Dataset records
━━━━━━

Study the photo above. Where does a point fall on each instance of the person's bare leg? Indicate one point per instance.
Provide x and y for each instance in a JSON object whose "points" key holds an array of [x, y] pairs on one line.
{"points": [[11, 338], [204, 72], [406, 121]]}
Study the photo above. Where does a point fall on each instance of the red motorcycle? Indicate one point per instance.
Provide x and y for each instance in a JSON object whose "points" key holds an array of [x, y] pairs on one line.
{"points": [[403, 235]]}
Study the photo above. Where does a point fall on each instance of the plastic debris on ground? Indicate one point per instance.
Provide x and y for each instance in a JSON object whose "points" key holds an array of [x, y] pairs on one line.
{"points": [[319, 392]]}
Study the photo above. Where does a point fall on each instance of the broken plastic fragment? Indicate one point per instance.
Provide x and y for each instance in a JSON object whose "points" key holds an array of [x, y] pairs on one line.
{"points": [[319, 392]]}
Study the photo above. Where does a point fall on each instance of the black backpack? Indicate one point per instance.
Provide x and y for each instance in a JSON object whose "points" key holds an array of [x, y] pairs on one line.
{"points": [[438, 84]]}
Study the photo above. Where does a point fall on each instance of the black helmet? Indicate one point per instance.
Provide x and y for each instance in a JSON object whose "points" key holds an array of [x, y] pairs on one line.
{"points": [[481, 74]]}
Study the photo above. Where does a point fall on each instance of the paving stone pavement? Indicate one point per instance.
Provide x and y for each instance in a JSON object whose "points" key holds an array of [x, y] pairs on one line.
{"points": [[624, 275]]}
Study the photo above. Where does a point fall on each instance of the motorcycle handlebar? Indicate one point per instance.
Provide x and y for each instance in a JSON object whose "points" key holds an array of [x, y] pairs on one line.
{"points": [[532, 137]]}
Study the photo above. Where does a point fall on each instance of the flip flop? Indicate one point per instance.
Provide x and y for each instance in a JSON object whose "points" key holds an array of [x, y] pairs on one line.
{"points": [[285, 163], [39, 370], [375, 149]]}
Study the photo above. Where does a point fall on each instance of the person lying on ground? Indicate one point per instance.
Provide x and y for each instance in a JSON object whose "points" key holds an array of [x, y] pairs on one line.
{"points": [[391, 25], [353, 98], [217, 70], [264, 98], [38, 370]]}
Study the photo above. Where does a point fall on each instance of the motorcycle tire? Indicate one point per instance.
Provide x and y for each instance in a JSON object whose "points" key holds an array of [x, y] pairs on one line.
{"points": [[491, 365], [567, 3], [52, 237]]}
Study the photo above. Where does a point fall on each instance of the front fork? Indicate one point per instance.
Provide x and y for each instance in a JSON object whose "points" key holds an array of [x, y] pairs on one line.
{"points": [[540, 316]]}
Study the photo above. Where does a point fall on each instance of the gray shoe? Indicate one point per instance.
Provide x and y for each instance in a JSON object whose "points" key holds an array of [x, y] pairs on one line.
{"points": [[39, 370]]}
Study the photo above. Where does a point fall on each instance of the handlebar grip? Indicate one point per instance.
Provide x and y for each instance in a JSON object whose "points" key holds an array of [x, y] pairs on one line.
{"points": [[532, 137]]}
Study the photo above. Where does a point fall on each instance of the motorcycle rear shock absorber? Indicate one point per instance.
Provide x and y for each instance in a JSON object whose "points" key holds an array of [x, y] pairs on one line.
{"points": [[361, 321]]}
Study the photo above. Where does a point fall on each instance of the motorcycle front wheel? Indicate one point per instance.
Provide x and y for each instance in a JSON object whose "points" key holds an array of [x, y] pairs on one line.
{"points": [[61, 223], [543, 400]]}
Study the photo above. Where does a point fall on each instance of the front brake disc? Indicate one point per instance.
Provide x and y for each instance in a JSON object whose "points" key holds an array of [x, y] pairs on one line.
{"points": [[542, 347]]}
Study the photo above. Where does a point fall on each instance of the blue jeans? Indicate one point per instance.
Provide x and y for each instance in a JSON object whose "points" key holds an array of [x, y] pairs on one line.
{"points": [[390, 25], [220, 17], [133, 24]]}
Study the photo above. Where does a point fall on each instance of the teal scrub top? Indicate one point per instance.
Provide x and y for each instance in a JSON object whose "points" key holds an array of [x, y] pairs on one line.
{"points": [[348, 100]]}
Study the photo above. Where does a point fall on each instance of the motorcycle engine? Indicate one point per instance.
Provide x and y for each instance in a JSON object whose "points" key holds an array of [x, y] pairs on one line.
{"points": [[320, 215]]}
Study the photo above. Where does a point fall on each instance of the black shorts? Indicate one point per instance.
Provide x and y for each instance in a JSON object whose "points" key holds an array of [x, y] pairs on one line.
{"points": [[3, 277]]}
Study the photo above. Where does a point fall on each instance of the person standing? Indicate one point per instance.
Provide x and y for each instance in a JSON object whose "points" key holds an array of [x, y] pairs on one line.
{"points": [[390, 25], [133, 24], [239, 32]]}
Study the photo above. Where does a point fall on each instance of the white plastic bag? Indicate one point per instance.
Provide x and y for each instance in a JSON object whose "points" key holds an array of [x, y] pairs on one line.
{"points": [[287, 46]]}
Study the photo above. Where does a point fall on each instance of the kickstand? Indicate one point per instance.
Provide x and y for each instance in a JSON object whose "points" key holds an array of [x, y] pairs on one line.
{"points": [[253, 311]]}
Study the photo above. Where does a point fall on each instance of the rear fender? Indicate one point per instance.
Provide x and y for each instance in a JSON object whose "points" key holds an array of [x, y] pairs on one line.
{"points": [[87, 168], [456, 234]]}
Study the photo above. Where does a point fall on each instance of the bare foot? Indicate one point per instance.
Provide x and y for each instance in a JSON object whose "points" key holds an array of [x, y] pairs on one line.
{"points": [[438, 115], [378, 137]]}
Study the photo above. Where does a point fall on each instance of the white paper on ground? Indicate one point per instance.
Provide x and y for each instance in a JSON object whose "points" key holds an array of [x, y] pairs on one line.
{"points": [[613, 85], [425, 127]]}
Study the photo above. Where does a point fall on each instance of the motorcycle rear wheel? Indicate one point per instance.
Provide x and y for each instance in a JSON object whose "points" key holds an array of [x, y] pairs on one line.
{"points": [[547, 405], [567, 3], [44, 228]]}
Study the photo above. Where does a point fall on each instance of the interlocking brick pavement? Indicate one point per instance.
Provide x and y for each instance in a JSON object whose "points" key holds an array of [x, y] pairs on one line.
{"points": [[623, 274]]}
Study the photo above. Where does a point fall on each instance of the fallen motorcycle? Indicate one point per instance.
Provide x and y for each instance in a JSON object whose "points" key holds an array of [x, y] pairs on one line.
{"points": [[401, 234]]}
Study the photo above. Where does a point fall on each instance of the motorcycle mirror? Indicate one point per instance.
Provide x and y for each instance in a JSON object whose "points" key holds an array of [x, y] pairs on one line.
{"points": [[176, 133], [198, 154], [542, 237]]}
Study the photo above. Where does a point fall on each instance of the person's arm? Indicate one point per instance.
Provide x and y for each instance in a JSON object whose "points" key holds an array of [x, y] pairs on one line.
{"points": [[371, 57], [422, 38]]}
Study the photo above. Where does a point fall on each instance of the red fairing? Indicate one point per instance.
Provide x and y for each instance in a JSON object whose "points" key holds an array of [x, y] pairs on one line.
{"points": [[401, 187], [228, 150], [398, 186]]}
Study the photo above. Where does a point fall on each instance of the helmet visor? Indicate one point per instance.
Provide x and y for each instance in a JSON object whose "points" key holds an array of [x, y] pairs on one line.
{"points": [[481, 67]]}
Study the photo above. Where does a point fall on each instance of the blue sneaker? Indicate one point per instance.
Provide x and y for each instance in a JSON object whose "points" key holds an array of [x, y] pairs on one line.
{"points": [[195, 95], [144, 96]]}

━━━━━━

_EXERCISE TASK_
Generate an exact reproduction of all entries.

_REPLY TO THE TASK_
Study the photo above. Where does a point fall on each instance of the person's bare leg? Indicate one point per instance.
Provide x and y for each instance in a JSON object whose "points" key holds an array of [x, y] pairs on one line.
{"points": [[11, 338], [204, 72], [406, 121]]}
Study the photo above. Where does a point fall on each instance of the red motorcycle? Indicate one point per instance.
Provide x and y for each instance in a JSON object whose "points" key holds an array of [x, y] pairs on one line.
{"points": [[403, 235]]}
Study the photo above. Where does a point fall on each instance of the plastic debris on ground? Indicate one point per instance.
Provide x and y for each instance in a JSON object whose "points" key holds an array of [x, y] pairs on one line.
{"points": [[319, 392]]}
Study the photo above. Where does a point fall on each instance of the broken plastic fragment? Indicate one point per instance.
Provide x and y for each instance in a JSON object whose "points" key holds an array of [x, y] pairs on one line.
{"points": [[319, 392]]}
Study the photo above. Where does a point fall on each instance of the black backpack? Indicate one point per instance.
Provide x and y for each instance in a JSON object whose "points" key holds an array of [x, y] pairs on one line.
{"points": [[438, 84]]}
Study the photo above. Where does a point fall on each instance of the black helmet? Indicate one point per instance.
Provide x and y for each instance in a JSON object whose "points" key holds an array of [x, y] pairs on one line.
{"points": [[481, 74]]}
Study the photo above. Where does a point fall on each instance of the paving stone pavement? Indicate one point per instance.
Provide x and y for each instance in a JSON object whose "points" key holds an array of [x, y] pairs on one line.
{"points": [[624, 275]]}
Study the photo above. Where does a point fall on each instance of the motorcycle handlebar? Indicate one point per instance.
Provide x and y for each instance in a JSON object whose "points" key holds an array of [x, y] pairs on one line.
{"points": [[532, 137]]}
Study the photo above. Where does a point fall on each instance of the flip flop? Indicate one point per instance.
Provide x and y for each instance in a JSON object whose "points" key holds an array of [x, y] pairs on one line.
{"points": [[285, 163], [39, 370], [375, 149]]}
Study the photo above. Where does a point fall on each instance of the person lying on ground? Indicate one point per instance.
Provide x and y for each instance in a JSON object whose "points" key holds an array of [x, y] pairs on one line.
{"points": [[391, 25], [353, 98], [217, 70], [264, 98], [38, 370]]}
Study the photo above. Where does a point fall on each instance of the motorcycle tire? Indicate one point per instance.
Provide x and y for each instance in a JSON object whose "points" key holds an array of [x, y] pairs on one line.
{"points": [[491, 365], [567, 3], [52, 237]]}
Study the photo above. Where does a point fall on each instance of the front fork? Indicate one point per instance.
Provide x and y for each instance in a JSON object whose "points" key holds an array of [x, y] pairs on one line.
{"points": [[540, 316]]}
Study the photo above. Where does a point fall on each instance of the gray shoe? Indicate one point per instance.
Provide x and y for each instance in a JSON object whose "points" key holds an array of [x, y] pairs on one line.
{"points": [[39, 370]]}
Study the photo above. Where does a point fall on each instance of the handlebar grip? Indicate one point per instance.
Provide x and y for each instance in a JSON object whose "points" key holds an array of [x, y] pairs on one line.
{"points": [[532, 137]]}
Study the photo above. Where does a point fall on each instance of the motorcycle rear shock absorber? Indicate one point per instance.
Provide x and y for each instance in a JSON object whose "points" key holds an array of [x, y] pairs on one line.
{"points": [[361, 321]]}
Study the photo above. Where does a point fall on each instance of the motorcycle front wheel? Indicate one point per instance.
Provide x and y for each instance in a JSON object whose "points" key holds an array of [x, y] pairs on one line.
{"points": [[61, 223], [543, 400]]}
Study the photo above. Where does a point fall on each instance of the front brake disc? Indicate one point per instance.
Provide x and y for each instance in a JSON object whose "points" key holds an array of [x, y] pairs on one line.
{"points": [[542, 347]]}
Study the photo above. Where does a point fall on each instance of the blue jeans? Indicate one point per instance.
Provide x and y for each instance in a JSON object whose "points" key holds an array of [x, y] pairs on one line.
{"points": [[390, 25], [220, 17], [133, 24]]}
Study the photo above. Where does a point fall on each instance of the teal scrub top? Indicate one point per instance.
Provide x and y for each instance in a JSON object whose "points" key holds an array of [x, y] pairs on one line.
{"points": [[348, 100]]}
Study the photo above. Where does a point fall on each instance of the motorcycle engine? Indicate one point per instance.
Provide x and y for each instance in a JSON object whose "points" key holds an array of [x, y] pairs on one line.
{"points": [[320, 215]]}
Study the photo above. Where does a point fall on each instance of the black shorts? Indicate one point per instance.
Provide x and y for each instance in a JSON object whose "points" key holds an array of [x, y] pairs on one line.
{"points": [[3, 277]]}
Study the photo above. Where does a point fall on each instance of the person standing? Indicate one point per instance.
Provide x and y for each instance in a JSON object whose "points" key holds an array of [x, y] pairs on one line.
{"points": [[390, 25], [133, 24], [239, 32]]}
Study the photo above. Where does a point fall on each instance of the white plastic bag? Indicate one point per instance.
Provide x and y for each instance in a JSON object whose "points" key holds an array of [x, y] pairs on one line.
{"points": [[287, 46]]}
Study the photo above. Where does a point fall on each instance of the kickstand? Indicate one point per instance.
Provide x and y for each instance in a JSON object whose "points" key holds an array of [x, y] pairs on one line.
{"points": [[253, 311]]}
Study the photo above. Where does a point fall on each instance of the rear fender? Indicate one point per instance.
Provide x and y for each instance in a JSON object whose "points" key holds an array of [x, y] pairs on one line.
{"points": [[87, 168], [456, 234]]}
Study the photo above. Where does a point fall on each instance of the bare foot? Indicate one point per instance.
Provide x and y for each instance in a JSON object whose "points" key holds an array of [x, y] pairs on one line.
{"points": [[438, 115], [378, 137]]}
Study the photo above. Where does a point fall on each instance of the white paper on ground? Indicate one point per instance.
Provide x and y for each instance in a JSON object whose "points" key holds an array of [x, y] pairs on one line.
{"points": [[613, 85], [425, 127]]}
Study the photo above. Where does a point fall on each instance of the motorcycle rear wheel? Indicate one point per instance.
Provide x and y for each instance in a JSON object whose "points" key holds an array of [x, y] pairs on one line.
{"points": [[547, 405], [567, 3], [44, 228]]}
Study the photo above. Where does a point fall on each instance of the interlocking brick pavement? Indicate one point per instance.
Provide x and y for each instance in a JSON object whose "points" key holds an array of [x, y] pairs on one line.
{"points": [[623, 274]]}
Study the photo above. Where does a point fall on each instance of the fallen motorcycle? Indicate one point per instance.
Provide x and y for each instance in a JSON object whose "points" key holds an array of [x, y] pairs on one line.
{"points": [[401, 234]]}
Study the photo above. Where does a point fall on each instance of the motorcycle mirror? Indicate one point per instance.
Provide x and y for each instance in a JSON object whose "points" key holds an array of [x, y] pairs on one line.
{"points": [[176, 133], [198, 154], [542, 237]]}
Study the photo above. Where does a point fall on each instance of the person's arm? Indicate one point per instance.
Provide x and y for each instance in a JSON object whose "points" key holds an array of [x, y] pairs on one line.
{"points": [[371, 57], [422, 38]]}
Study the photo above. Where does a point fall on each instance of the red fairing? Indicate one point per instance.
Provide x and y for each instance in a JSON object whose "points" key holds an array of [x, y] pairs on one line.
{"points": [[401, 187], [228, 150], [398, 186]]}
Study the photo above. Where does a point fall on each instance of the helmet visor? Indicate one point per instance.
Provide x and y for each instance in a JSON object whose "points" key holds an array of [x, y] pairs on one line.
{"points": [[481, 67]]}
Study the photo above. Where does a point fall on each instance of the blue sneaker? Indicate one point per instance.
Provide x and y for each instance in a JSON object whose "points" key holds an array of [x, y] pairs on one line.
{"points": [[195, 95], [144, 96]]}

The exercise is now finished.